>> START GIVEN ENTRIES

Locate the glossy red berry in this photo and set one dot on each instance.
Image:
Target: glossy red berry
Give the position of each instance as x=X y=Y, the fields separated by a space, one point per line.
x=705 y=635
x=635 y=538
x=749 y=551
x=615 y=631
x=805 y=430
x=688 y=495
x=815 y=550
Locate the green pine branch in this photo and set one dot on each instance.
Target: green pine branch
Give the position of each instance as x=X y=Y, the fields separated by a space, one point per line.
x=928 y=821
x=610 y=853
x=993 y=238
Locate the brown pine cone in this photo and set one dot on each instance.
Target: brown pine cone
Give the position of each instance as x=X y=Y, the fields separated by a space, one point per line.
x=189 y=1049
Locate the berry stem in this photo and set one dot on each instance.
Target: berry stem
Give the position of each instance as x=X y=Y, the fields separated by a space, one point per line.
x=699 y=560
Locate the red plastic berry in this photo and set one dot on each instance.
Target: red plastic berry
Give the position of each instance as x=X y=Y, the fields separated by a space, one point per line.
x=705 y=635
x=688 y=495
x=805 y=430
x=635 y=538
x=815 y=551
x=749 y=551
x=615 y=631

>> END GIVEN ENTRIES
>> START GIVEN ENTRIES

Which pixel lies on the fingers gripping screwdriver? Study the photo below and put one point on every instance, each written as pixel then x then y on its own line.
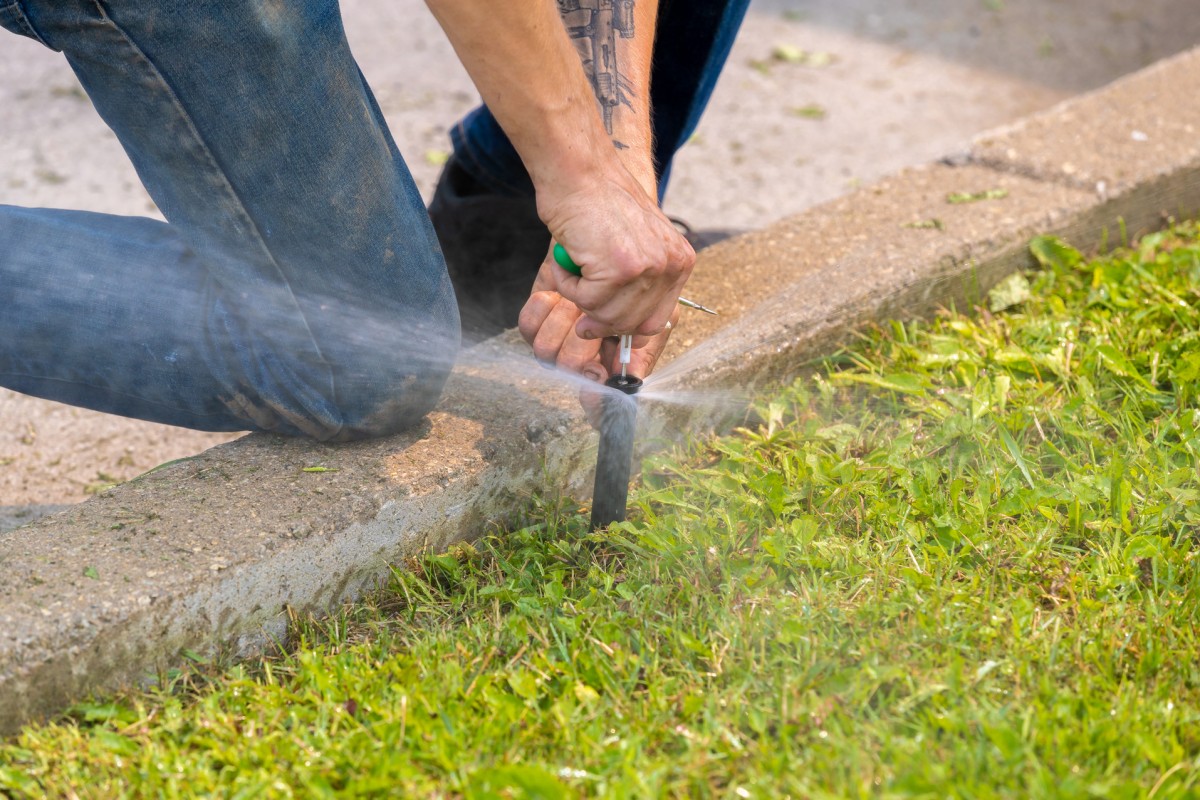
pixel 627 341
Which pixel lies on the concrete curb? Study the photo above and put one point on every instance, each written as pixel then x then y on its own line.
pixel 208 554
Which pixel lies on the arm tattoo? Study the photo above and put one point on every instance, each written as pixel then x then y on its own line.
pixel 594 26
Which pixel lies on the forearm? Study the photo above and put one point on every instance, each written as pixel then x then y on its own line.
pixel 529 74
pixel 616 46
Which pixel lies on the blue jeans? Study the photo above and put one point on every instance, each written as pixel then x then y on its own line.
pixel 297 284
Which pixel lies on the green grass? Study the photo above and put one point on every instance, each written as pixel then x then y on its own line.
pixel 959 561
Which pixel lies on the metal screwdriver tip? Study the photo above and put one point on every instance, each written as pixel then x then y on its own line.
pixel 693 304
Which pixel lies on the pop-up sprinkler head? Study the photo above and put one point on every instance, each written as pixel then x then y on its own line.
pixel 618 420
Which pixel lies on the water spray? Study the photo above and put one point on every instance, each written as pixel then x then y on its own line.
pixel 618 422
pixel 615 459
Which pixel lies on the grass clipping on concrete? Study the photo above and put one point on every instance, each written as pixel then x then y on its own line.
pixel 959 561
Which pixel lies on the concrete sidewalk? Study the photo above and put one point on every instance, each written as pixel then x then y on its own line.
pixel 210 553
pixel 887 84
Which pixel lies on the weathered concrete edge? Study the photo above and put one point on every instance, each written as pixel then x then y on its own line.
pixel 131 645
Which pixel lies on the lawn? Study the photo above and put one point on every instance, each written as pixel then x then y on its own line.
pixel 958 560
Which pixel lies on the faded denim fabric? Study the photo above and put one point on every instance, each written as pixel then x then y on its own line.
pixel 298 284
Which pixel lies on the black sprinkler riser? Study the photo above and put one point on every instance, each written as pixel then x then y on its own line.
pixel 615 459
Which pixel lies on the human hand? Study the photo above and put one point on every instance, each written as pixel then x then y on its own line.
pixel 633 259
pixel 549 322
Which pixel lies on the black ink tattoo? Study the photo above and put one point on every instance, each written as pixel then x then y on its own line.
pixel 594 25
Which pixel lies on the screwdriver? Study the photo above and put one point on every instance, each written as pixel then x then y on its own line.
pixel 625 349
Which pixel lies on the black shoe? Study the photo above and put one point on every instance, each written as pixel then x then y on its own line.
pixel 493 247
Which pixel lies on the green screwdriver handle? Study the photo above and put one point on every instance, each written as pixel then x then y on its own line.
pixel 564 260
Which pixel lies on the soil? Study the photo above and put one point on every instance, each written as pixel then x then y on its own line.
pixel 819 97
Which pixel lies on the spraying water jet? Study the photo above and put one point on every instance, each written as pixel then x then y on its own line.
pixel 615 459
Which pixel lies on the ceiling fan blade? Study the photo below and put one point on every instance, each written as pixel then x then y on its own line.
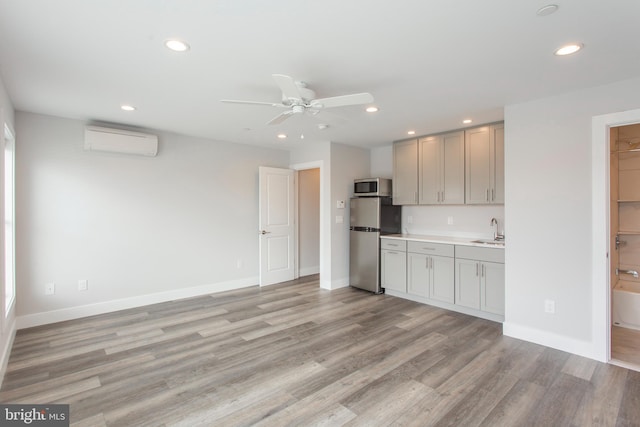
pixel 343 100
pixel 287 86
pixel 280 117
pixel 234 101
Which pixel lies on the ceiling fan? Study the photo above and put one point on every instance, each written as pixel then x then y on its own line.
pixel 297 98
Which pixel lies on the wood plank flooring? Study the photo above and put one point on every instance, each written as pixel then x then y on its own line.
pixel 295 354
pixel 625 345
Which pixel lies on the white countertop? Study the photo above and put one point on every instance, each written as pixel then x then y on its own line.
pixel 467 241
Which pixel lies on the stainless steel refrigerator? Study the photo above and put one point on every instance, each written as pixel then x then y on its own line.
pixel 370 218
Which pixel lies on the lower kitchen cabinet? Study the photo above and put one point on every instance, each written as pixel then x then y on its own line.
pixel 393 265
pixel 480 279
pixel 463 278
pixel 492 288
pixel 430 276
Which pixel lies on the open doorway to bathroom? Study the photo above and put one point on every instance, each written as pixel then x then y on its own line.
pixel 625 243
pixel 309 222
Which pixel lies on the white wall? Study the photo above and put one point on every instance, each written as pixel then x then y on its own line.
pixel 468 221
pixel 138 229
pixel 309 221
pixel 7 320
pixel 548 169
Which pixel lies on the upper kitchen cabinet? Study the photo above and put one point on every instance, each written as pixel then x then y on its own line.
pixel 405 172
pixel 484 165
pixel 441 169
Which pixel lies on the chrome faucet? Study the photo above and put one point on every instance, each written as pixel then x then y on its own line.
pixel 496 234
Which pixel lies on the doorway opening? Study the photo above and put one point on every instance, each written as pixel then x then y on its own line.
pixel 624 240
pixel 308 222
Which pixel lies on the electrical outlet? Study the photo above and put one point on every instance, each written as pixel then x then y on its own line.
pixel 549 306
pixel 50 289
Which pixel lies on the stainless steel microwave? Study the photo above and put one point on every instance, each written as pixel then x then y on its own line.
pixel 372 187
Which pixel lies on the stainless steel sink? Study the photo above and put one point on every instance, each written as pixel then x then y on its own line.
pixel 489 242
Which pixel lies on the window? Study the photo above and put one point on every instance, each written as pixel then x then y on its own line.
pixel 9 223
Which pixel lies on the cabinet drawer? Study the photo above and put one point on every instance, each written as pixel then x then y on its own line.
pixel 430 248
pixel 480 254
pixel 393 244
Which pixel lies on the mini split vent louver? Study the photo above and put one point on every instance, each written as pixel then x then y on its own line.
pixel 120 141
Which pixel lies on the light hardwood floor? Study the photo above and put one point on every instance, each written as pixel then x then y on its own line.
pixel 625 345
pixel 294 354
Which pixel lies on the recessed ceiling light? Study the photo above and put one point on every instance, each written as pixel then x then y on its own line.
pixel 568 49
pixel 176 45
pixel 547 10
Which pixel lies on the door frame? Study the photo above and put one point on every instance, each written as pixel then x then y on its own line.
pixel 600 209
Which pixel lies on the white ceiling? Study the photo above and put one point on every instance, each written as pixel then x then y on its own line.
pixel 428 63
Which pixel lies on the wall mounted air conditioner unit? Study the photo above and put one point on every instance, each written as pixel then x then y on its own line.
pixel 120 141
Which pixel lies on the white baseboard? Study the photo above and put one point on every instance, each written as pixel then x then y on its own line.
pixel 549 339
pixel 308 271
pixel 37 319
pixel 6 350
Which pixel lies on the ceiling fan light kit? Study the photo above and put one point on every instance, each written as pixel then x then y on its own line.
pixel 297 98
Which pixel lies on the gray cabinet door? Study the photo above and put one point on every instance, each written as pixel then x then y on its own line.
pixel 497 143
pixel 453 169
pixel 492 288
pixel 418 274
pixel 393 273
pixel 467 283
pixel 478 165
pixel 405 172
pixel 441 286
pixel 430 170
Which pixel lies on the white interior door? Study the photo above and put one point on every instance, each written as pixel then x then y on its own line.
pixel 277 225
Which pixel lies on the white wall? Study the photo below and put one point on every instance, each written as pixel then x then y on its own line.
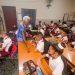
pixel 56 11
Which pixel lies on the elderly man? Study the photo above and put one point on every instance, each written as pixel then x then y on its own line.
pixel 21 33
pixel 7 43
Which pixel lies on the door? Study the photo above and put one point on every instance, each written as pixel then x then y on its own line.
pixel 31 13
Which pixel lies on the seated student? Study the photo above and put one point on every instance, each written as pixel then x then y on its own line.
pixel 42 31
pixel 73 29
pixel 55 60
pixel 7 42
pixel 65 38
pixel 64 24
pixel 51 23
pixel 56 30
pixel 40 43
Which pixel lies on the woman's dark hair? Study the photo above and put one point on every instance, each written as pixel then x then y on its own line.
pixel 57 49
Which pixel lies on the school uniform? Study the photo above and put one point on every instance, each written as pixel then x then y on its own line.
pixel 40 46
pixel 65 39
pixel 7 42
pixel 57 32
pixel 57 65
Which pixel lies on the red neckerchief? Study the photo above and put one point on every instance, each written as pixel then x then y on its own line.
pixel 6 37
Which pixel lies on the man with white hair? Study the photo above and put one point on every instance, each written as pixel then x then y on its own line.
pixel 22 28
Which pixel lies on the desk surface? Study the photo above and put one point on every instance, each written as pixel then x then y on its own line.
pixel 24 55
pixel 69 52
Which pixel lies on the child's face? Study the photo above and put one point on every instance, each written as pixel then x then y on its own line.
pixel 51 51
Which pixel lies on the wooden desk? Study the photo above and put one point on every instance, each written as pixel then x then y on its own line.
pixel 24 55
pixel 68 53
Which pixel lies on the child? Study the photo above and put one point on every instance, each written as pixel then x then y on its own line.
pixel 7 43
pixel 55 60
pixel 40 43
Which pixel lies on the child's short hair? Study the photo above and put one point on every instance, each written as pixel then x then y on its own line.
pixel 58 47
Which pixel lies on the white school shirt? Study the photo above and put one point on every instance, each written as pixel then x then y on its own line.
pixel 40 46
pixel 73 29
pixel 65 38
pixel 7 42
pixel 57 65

>> END GIVEN ENTRIES

> [WHAT YOU WILL DO] Copy the entries above word for word, from the line containing "Locate the glossy" through the line containing "x=699 y=560", including both of those lines.

> [RESULT OF THE EXERCISE]
Locate the glossy red berry in this photo and set one dot on each instance.
Image:
Target: glossy red berry
Give the position of each instance as x=X y=Y, the fields separated by a space, one point per line.
x=705 y=635
x=635 y=538
x=749 y=551
x=615 y=631
x=805 y=430
x=688 y=495
x=815 y=550
Locate the green pine branch in this photo and set one dot on each instance.
Target: green pine branch
Give the position of each instance as x=X y=Y, the fields separated by a space, one point per line.
x=928 y=821
x=610 y=853
x=993 y=238
Locate the brown pine cone in this photo and set one dot on each instance.
Target: brown pine cone
Give the position of each instance as x=X y=Y, the fields separated by a space, one point per line.
x=189 y=1049
Locate the berry stem in this photo and set one dot on each instance.
Target: berry stem
Give the position of each instance as x=X y=Y, the fields separated by a space, one point per line.
x=699 y=560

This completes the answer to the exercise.